-------- LISTED ENTRIES

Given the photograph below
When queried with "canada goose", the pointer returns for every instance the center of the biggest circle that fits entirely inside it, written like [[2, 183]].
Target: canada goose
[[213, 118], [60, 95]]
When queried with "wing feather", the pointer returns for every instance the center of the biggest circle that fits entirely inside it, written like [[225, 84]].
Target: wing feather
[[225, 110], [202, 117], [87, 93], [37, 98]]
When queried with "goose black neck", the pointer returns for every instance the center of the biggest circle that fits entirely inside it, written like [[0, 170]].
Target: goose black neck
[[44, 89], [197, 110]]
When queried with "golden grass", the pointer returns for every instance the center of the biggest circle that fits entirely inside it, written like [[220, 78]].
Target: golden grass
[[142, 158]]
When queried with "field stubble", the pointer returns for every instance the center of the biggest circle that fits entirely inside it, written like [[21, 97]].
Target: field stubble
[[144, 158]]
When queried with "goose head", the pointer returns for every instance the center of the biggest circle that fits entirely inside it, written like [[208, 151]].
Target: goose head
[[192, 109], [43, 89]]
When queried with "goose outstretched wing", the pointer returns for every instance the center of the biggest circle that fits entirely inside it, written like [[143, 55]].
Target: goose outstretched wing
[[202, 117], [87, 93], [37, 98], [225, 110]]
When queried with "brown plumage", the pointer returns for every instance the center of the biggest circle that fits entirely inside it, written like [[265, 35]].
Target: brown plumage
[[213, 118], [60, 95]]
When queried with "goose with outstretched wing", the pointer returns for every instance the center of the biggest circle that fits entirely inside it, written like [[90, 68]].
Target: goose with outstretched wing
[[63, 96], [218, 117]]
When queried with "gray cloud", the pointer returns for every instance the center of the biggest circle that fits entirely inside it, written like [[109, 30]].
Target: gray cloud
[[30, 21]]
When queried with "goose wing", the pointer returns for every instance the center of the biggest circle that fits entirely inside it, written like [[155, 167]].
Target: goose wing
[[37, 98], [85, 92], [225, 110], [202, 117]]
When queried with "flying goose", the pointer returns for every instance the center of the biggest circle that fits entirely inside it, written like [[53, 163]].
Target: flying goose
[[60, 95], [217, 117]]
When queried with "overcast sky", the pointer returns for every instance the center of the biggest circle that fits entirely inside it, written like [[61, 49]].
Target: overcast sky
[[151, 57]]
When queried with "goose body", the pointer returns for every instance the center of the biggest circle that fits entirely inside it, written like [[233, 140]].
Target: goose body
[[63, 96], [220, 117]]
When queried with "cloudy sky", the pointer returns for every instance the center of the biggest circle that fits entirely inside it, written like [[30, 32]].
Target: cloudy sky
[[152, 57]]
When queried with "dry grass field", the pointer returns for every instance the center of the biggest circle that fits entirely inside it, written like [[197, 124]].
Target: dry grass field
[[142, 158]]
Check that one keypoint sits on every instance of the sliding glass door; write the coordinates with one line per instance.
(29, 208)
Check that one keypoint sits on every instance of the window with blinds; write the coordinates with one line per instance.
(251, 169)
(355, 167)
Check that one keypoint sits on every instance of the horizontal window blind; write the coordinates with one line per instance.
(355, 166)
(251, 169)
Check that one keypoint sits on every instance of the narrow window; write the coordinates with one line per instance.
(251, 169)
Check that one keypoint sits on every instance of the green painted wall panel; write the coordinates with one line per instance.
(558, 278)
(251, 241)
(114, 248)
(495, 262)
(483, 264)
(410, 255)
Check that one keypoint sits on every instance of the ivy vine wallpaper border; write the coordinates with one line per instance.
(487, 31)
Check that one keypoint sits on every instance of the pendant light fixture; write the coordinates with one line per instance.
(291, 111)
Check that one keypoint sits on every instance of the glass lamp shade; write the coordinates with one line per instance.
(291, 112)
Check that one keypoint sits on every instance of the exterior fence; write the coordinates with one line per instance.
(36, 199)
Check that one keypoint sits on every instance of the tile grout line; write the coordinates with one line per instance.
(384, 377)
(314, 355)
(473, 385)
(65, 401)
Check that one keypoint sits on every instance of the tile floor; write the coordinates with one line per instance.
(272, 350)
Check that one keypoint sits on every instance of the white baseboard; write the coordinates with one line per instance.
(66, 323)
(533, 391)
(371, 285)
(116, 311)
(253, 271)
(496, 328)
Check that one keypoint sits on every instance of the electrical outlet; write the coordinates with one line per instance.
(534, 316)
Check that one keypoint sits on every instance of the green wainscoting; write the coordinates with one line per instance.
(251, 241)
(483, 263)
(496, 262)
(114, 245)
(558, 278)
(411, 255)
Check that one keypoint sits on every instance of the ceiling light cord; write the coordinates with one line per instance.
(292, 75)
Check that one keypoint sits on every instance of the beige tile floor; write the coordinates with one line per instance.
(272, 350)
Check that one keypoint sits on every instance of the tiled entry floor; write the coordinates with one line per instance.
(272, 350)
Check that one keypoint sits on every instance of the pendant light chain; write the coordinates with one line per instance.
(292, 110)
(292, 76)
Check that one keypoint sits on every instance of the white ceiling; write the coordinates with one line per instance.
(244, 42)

----------------

Write out every record, exactly as written.

◆ RESPONSE TO THIS EXERCISE
Given the photograph below
When queried with "canada goose", the pointer returns for every instance the center of the biggest circle that fits entirely inside it, written like [[2, 183]].
Target: canada goose
[[213, 118], [60, 95]]
When queried with "wing feather", the pointer returns for every instance the center of the biggest circle that fits entirely inside it, written like [[225, 84]].
Target: wing feather
[[225, 110], [202, 117], [87, 93], [37, 98]]
When queried with "goose black neck", the pointer returns for every instance the center of the biggest circle that fits entirely inside it, written like [[0, 170]].
Target: goose black neck
[[44, 89], [197, 110]]
When queried with "golden grass", the pointer returns for every instance the center of the biggest circle that fits entirely inside it, written like [[220, 78]].
Target: golden grass
[[142, 158]]
When queried with "field stubble", the pointer returns for every instance the center of the biggest circle that fits entirely inside it, written like [[21, 97]].
Target: field stubble
[[144, 158]]
When queried with "goose head", the pointer returns for every instance the center of the biggest circle that fits entirely inside it, written like [[208, 151]].
Target: goose head
[[192, 109], [43, 89]]
When queried with "goose outstretched wing", the pointer returns for every instance the center of the biggest circle that fits entirely inside it, written like [[143, 55]].
Target: goose outstretched wing
[[202, 117], [87, 93], [37, 98], [225, 110]]
When queried with "brown plumage", the pointer returns for every instance the center of the biggest circle that fits entirely inside it, written like [[265, 35]].
Target: brown plumage
[[213, 118], [60, 95]]
When queried with "goose with outstretched wing", the pointer returns for every instance the center of the biggest circle that fits entirely inside it, written like [[90, 68]].
Target: goose with outstretched wing
[[63, 96], [218, 117]]
When queried with "gray cloud", the pointer returns for every instance the center of the biggest circle that fits entirely inside it, written like [[109, 30]].
Target: gray cloud
[[30, 21]]
When queried with "goose wing", the pointer returns for every instance the center of the biggest circle that fits entirely inside it, written like [[155, 167]].
Target: goose wing
[[37, 98], [85, 92], [225, 110], [202, 117]]
When queried with "flying goose", the pointer returns for every instance the center of the biggest circle that fits entirely inside it, written like [[53, 163]].
Target: flying goose
[[60, 95], [217, 117]]
When queried with "overcast sky", the pointer returns for every instance the center of the biggest circle that fits entirely inside it, written like [[61, 49]].
Target: overcast sky
[[151, 57]]
When queried with "goose body", the pointer returns for every instance the center of the biggest circle that fits entirely inside it, written like [[233, 140]].
Target: goose body
[[63, 96], [220, 117]]
When queried with "cloudy sky", the pointer returns for every instance the center of the biggest circle that fits entirely inside it, written like [[30, 32]].
Target: cloudy sky
[[152, 57]]
When queried with "dry grass field", the pointer returns for every instance the center of the biggest circle that fits entirely inside it, written like [[197, 124]].
Target: dry grass field
[[142, 158]]
Check that one keypoint sits on every instance of the sliding glass door; write the coordinates with one line per instance.
(29, 208)
Check that one keypoint sits on every instance of the window with blinds; write the coordinates with one line per instance.
(251, 169)
(355, 167)
Check that one keypoint sits on every instance of the horizontal window blind; write the coordinates with one line per instance.
(355, 166)
(251, 169)
Check that one keypoint sits on every instance of the narrow window; write the coordinates with one line per instance.
(251, 169)
Check that one keypoint sits on every instance of the green painted wall panel; write the coordinates with one line per instance.
(558, 278)
(251, 241)
(114, 248)
(495, 262)
(483, 264)
(410, 255)
Check that one keypoint sits on every instance of the ivy vine wallpaper border; write the coordinates with one line per instance.
(487, 31)
Check that one keypoint sits on every instance of the pendant light fixture; write the coordinates with one line per instance.
(291, 111)
Check that one keypoint sits on every instance of the glass lamp shade; write the coordinates with one line per instance.
(291, 112)
Check that one keypoint sits on every instance of the exterior fence; write the coordinates with one line per instance.
(36, 199)
Check that one keypoint sits on every instance of the tile grout line; write the coordinates with one line per instance.
(384, 377)
(314, 355)
(473, 385)
(65, 401)
Check that one keypoint sits on every instance of the tile floor; write the coordinates with one line per instance.
(272, 350)
Check that one keypoint sits on every instance of the white baseboard; write the coordinates with one line per instance.
(66, 323)
(533, 391)
(371, 285)
(116, 311)
(253, 271)
(496, 328)
Check that one keypoint sits on every instance of the electrical outlet; write the coordinates with one line per instance.
(534, 316)
Check that one keypoint sits on every instance of the green wainscoting; write the coordinates with one line per instance.
(251, 241)
(483, 263)
(496, 262)
(114, 245)
(558, 278)
(411, 255)
Check that one keypoint sits on every instance of the ceiling light cord; write the coordinates with one line per instance.
(292, 75)
Check that one keypoint sits on every instance of the beige tile floor; write the coordinates with one line per instance.
(272, 350)
Check that one keypoint sits on every instance of the tiled entry floor; write the coordinates with one line per instance.
(272, 350)
Check that one keypoint sits on every instance of the pendant light chain; write the coordinates with one line per instance.
(292, 110)
(292, 76)
Check that one keypoint sits on every instance of the white ceiling; write the coordinates with one line per instance.
(244, 42)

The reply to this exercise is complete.